Text-to-region grounding data:
•••••
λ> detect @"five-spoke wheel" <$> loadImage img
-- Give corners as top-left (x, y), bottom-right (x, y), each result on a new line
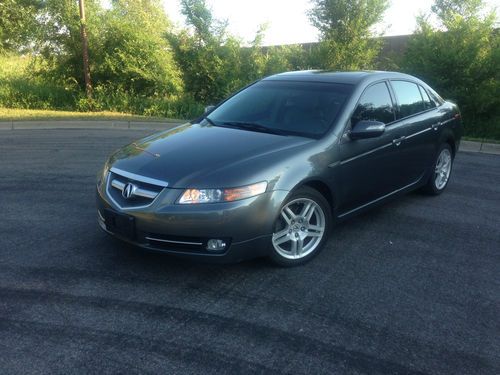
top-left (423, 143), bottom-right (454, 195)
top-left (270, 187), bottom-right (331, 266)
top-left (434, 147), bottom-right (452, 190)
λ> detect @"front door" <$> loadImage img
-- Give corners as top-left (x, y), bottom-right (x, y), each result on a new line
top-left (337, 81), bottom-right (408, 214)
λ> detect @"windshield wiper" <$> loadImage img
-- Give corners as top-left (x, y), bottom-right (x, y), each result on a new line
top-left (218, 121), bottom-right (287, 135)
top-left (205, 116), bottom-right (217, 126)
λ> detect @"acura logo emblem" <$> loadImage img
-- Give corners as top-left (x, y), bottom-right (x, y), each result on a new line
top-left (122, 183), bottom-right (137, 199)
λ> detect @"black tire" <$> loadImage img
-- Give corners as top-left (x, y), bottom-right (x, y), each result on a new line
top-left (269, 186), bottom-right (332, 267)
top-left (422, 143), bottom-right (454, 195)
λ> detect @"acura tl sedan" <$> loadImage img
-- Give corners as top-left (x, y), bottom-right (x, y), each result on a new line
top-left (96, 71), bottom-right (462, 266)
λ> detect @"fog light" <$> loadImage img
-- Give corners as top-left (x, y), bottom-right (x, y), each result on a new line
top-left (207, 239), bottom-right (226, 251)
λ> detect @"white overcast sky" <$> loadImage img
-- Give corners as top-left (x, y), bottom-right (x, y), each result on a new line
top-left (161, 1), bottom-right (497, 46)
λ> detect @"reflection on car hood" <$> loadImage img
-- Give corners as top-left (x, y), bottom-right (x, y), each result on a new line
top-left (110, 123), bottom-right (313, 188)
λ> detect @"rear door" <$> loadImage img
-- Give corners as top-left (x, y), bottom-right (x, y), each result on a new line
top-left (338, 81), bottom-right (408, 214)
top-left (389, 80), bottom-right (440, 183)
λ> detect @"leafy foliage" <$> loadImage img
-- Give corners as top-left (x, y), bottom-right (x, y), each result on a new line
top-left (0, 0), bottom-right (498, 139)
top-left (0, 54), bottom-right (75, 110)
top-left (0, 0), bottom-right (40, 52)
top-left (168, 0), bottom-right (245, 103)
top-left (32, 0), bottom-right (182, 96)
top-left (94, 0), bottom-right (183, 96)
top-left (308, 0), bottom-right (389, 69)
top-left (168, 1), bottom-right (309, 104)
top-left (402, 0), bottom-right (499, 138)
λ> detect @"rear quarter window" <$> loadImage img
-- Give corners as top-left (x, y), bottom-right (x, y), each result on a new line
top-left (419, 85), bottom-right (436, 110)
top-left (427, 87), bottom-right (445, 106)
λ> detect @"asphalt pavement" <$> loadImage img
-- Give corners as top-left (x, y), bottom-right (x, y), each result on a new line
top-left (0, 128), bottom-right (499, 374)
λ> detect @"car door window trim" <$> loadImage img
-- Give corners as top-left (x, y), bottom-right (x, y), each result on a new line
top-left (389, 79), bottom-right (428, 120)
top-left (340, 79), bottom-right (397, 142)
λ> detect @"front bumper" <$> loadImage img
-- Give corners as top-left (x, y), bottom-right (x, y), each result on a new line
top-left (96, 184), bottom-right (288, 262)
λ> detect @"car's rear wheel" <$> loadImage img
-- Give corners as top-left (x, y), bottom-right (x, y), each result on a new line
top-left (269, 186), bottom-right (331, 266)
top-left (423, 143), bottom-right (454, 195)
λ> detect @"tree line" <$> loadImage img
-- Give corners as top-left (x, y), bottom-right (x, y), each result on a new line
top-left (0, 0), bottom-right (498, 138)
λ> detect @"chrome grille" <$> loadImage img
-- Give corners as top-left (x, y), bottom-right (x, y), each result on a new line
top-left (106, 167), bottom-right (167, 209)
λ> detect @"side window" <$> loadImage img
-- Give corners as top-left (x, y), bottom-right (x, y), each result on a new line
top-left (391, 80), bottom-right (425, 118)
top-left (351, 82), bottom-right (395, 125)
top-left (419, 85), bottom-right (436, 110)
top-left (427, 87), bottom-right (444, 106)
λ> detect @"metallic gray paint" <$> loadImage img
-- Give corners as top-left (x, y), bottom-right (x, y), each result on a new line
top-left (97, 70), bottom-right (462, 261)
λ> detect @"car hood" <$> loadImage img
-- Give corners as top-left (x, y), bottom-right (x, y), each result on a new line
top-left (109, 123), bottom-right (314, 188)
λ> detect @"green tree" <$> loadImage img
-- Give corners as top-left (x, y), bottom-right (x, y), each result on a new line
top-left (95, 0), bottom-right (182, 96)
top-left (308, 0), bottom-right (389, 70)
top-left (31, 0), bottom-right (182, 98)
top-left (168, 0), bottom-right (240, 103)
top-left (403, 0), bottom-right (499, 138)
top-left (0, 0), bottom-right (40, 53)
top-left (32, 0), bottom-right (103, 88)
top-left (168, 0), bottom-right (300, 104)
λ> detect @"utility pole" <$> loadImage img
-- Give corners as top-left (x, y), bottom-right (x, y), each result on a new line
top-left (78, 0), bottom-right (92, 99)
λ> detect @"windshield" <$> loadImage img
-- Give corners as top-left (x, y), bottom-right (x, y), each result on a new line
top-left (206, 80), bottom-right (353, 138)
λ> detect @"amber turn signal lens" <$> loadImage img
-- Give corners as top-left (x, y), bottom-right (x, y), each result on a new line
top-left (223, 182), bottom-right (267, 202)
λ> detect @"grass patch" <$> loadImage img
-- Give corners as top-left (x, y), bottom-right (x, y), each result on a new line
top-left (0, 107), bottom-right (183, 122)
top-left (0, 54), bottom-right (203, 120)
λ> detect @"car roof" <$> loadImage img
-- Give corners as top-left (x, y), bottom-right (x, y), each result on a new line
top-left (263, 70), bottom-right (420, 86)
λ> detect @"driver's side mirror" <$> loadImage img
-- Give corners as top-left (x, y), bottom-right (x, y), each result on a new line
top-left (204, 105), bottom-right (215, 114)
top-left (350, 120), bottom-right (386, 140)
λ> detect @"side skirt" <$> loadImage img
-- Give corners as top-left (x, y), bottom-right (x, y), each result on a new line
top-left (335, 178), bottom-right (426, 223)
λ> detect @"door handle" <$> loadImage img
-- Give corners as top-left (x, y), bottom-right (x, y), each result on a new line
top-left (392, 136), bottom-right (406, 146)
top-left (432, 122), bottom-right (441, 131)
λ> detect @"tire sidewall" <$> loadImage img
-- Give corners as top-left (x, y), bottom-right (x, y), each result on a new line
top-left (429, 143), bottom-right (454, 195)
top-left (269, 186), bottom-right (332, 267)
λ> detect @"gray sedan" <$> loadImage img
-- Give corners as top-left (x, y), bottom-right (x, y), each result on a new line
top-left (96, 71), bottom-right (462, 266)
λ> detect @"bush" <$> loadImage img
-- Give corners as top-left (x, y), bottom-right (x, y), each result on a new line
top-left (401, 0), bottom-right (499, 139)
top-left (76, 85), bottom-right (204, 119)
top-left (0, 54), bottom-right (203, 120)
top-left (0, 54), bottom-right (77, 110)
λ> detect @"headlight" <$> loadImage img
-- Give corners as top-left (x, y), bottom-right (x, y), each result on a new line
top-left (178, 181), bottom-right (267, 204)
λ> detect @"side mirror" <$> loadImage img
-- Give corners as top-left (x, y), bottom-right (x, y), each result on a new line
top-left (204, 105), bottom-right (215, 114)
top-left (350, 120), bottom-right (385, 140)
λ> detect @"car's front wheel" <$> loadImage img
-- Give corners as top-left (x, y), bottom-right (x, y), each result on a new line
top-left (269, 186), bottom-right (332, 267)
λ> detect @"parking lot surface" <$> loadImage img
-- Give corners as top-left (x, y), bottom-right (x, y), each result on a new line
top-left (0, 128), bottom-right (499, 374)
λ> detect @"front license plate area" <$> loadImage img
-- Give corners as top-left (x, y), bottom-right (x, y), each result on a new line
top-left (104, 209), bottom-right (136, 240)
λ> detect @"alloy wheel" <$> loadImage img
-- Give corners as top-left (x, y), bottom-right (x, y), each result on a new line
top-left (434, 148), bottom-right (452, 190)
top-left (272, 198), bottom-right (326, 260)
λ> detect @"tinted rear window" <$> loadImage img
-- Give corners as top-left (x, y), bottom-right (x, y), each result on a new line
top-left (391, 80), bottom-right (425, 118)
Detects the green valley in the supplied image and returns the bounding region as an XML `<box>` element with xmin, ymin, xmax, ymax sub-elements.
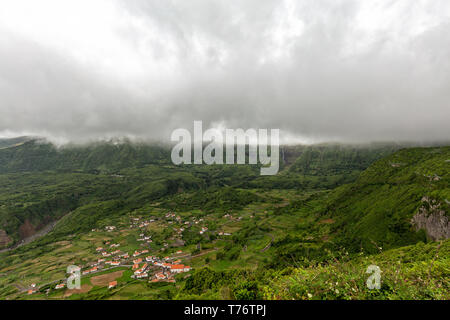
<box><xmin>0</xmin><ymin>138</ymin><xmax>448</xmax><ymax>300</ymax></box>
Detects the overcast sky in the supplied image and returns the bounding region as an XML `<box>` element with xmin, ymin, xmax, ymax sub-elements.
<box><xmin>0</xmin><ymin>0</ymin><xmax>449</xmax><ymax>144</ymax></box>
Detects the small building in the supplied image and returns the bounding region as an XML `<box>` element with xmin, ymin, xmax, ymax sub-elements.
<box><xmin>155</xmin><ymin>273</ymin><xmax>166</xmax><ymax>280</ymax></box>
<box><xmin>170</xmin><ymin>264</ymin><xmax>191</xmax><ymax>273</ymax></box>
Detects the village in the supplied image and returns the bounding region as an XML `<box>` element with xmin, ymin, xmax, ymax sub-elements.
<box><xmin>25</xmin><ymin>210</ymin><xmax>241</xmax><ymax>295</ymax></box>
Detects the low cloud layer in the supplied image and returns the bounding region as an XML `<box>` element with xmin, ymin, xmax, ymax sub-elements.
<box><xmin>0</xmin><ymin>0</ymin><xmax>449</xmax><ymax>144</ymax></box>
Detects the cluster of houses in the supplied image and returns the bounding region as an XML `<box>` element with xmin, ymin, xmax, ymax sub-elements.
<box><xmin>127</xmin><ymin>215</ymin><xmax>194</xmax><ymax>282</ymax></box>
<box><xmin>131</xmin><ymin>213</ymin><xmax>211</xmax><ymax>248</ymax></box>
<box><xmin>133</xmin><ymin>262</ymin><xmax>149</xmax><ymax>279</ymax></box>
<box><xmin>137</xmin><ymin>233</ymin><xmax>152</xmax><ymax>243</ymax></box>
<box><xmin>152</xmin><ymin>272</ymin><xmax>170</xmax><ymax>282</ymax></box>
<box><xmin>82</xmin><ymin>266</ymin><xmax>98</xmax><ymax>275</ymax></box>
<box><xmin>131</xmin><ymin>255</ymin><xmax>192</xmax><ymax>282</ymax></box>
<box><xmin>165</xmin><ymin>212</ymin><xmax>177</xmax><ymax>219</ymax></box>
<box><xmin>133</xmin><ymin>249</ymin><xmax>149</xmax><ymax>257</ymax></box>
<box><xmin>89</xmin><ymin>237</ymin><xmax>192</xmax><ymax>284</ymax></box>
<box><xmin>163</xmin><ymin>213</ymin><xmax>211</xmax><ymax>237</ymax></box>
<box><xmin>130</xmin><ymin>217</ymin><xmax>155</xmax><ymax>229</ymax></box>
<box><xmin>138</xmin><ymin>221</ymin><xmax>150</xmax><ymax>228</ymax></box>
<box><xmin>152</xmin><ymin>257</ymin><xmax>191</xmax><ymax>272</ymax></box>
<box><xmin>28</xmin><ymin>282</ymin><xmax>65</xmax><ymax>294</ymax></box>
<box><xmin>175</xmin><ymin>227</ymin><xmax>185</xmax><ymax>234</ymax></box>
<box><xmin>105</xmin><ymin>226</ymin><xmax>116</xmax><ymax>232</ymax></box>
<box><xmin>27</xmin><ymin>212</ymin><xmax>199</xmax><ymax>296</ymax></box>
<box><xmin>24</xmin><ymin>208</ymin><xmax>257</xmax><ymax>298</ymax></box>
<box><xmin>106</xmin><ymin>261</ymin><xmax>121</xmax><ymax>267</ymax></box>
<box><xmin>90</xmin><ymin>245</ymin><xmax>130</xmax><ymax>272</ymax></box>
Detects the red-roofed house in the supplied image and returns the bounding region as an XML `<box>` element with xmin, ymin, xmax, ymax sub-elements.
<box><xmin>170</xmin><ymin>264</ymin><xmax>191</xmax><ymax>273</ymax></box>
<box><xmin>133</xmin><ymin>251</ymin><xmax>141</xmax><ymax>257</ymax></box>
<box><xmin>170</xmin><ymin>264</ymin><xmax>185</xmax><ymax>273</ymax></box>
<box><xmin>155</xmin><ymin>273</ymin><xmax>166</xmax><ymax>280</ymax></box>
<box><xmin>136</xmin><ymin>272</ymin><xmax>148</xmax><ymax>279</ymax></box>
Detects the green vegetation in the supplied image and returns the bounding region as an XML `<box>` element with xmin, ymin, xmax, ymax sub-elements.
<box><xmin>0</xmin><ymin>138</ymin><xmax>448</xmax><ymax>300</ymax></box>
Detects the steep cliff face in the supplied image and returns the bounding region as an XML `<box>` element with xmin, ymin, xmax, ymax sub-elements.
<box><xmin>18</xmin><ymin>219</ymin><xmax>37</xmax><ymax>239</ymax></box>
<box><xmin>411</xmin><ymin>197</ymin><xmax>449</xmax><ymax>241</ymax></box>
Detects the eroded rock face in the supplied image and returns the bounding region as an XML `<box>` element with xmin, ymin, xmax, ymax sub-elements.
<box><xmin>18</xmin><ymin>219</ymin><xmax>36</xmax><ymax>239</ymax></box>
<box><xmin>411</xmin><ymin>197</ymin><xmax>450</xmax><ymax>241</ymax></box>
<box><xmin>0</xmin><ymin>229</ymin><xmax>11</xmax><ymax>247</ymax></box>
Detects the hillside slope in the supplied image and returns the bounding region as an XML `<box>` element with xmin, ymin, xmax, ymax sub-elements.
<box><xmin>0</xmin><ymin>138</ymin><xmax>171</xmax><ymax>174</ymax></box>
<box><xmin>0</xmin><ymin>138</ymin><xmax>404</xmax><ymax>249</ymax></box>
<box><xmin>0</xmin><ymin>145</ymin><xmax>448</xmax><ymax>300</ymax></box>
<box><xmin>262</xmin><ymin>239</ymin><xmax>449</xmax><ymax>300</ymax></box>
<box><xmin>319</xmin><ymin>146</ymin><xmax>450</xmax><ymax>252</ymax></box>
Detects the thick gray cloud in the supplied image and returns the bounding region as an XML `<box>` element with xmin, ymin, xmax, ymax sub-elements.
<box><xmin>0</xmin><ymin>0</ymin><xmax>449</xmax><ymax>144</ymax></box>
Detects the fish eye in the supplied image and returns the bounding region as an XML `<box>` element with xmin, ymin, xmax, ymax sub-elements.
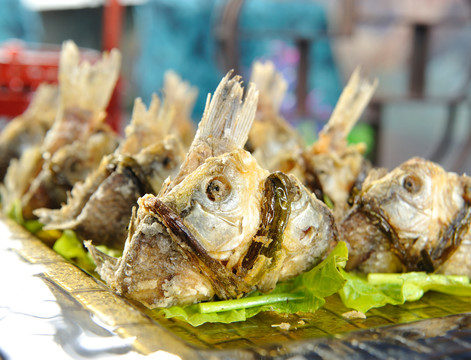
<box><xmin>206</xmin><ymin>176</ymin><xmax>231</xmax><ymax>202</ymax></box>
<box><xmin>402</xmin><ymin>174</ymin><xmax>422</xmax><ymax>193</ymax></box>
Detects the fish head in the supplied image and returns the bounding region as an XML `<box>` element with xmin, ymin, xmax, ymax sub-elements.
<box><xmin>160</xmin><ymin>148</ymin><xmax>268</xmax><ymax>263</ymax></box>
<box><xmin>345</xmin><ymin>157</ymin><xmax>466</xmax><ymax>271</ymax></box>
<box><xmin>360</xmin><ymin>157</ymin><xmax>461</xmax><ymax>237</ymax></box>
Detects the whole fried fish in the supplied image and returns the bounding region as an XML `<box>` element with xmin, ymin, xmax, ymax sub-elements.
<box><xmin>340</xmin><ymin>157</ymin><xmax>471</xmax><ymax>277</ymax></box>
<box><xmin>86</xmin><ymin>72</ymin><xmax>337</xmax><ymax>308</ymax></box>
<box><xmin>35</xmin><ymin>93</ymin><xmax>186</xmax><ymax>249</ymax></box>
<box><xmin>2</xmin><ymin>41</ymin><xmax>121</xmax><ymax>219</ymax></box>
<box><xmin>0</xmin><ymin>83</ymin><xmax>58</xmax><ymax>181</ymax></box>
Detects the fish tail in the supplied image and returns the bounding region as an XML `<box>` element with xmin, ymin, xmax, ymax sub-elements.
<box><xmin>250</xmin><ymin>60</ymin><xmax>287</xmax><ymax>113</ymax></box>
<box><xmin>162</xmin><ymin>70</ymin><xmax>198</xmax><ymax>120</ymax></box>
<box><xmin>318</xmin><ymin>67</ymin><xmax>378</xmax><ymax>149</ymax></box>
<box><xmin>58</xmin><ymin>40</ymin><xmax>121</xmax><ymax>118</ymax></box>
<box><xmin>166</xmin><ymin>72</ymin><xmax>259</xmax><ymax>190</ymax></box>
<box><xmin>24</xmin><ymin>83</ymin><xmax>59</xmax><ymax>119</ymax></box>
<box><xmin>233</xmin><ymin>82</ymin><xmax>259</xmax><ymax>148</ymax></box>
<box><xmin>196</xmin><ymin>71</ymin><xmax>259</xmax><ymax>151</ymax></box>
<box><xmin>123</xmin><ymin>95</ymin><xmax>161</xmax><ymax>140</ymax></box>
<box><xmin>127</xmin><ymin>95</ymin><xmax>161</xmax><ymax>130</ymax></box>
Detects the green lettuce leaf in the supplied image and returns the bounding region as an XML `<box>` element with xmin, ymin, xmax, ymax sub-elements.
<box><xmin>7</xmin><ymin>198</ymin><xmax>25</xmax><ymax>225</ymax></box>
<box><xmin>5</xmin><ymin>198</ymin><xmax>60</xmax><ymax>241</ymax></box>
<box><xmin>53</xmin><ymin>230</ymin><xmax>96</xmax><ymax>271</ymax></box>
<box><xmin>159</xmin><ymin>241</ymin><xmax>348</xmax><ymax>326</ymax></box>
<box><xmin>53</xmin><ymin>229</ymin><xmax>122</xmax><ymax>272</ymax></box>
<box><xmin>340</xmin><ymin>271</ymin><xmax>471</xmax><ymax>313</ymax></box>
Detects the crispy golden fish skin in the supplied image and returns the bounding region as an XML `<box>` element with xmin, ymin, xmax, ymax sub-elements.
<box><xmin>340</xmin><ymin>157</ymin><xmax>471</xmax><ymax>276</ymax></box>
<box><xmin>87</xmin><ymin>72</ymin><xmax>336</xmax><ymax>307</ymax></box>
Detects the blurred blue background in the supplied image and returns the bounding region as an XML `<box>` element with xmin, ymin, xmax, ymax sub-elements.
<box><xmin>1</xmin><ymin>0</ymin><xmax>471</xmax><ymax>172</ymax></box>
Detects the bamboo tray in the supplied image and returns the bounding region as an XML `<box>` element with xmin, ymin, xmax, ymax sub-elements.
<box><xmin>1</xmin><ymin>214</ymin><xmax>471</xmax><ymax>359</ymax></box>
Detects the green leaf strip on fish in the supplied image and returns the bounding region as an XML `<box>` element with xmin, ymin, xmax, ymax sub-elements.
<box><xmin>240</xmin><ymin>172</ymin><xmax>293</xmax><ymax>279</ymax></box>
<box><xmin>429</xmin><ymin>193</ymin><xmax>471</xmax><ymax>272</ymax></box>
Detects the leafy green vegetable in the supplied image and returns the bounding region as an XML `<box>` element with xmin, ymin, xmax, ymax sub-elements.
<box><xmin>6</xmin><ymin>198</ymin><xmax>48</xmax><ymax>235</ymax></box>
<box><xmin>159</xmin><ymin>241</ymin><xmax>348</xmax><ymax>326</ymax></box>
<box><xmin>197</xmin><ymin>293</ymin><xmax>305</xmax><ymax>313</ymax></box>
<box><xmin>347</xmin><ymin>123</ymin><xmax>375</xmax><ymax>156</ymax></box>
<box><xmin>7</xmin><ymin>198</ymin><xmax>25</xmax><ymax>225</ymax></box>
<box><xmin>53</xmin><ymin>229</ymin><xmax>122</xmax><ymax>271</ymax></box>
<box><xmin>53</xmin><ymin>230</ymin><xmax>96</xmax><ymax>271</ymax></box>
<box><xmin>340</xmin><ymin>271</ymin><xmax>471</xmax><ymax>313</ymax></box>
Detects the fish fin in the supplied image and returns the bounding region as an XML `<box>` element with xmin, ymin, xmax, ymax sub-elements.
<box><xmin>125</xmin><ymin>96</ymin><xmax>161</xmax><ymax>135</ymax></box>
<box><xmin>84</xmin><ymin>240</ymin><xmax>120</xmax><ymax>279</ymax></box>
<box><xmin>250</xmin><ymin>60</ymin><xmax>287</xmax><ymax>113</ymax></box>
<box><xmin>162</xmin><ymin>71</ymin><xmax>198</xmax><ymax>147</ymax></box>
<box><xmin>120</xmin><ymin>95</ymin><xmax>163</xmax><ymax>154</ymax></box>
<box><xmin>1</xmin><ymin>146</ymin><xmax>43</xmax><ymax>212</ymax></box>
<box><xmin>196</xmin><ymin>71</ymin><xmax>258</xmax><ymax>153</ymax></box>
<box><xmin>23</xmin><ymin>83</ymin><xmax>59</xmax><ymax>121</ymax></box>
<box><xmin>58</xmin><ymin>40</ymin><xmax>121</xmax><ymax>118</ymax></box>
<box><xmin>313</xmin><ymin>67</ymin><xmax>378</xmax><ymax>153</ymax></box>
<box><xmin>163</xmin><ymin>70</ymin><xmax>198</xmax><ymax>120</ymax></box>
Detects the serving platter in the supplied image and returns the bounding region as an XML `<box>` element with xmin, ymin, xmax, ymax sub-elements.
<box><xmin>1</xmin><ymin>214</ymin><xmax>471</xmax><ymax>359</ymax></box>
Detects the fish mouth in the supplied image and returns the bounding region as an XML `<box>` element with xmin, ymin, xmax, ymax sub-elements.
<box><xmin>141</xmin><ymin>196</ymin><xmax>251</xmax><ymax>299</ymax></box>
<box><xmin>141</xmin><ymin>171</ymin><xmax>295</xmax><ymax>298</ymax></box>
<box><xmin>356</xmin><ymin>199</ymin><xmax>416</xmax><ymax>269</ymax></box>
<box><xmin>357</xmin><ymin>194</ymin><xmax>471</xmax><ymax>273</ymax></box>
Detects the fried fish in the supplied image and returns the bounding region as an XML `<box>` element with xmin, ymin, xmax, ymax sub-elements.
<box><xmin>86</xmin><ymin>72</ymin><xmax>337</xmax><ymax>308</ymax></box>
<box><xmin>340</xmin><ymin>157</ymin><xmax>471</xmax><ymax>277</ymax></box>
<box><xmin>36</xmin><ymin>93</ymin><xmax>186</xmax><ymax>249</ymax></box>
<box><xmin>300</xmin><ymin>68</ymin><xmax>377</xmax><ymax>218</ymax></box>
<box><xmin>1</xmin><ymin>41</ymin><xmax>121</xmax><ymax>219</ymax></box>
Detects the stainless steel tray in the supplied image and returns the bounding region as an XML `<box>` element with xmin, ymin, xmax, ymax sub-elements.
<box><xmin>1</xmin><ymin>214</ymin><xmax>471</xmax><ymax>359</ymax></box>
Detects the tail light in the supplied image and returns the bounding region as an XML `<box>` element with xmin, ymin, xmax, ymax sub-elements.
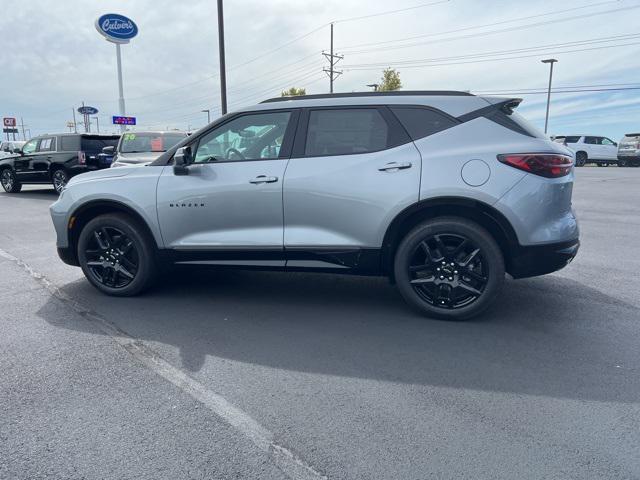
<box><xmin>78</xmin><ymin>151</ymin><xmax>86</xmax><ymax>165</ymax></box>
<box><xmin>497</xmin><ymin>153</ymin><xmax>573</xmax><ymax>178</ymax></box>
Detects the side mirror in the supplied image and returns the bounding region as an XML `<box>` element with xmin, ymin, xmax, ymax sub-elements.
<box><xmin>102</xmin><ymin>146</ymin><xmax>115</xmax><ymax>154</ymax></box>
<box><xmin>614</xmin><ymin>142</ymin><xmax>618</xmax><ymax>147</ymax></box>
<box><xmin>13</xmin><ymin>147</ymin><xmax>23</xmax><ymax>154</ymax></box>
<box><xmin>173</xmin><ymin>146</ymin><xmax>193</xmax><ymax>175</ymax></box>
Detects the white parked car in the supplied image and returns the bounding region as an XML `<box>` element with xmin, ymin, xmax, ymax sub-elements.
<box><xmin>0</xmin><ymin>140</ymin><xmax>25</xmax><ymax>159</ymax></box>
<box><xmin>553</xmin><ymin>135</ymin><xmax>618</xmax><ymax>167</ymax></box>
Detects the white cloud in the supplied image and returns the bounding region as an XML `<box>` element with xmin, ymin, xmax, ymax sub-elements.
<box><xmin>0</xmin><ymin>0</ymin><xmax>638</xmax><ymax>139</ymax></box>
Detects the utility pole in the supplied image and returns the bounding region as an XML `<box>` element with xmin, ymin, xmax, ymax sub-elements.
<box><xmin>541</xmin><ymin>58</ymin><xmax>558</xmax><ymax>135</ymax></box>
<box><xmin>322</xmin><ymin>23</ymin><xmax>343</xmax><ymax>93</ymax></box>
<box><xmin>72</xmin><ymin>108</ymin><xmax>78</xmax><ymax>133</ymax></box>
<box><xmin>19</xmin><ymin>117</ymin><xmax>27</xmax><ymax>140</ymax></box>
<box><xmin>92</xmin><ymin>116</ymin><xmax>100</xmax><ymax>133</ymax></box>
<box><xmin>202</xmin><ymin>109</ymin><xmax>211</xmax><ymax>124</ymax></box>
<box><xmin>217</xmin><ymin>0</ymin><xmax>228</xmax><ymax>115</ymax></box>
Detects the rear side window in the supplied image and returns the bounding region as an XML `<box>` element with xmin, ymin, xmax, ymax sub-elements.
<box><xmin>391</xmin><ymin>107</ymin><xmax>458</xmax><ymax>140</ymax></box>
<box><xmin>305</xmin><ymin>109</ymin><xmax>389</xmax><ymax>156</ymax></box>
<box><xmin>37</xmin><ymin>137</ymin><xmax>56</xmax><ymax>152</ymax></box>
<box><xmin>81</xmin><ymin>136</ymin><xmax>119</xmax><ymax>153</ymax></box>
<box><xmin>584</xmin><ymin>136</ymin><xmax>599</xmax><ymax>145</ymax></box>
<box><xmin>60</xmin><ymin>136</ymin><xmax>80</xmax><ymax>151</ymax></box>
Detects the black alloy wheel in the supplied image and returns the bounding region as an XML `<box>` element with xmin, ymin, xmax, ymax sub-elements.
•••••
:: REQUIRED ACTION ::
Check each line of the records for the string "black" and copy those that have it.

:: REPLY TO THE EXERCISE ::
λ> detect @"black tire" <$> loadImage img
Detects the black alloy wheel in the supplied image and returns the bounding region as an XML `<box>` element with xmin, ymin, xmax, ymax sub-elements.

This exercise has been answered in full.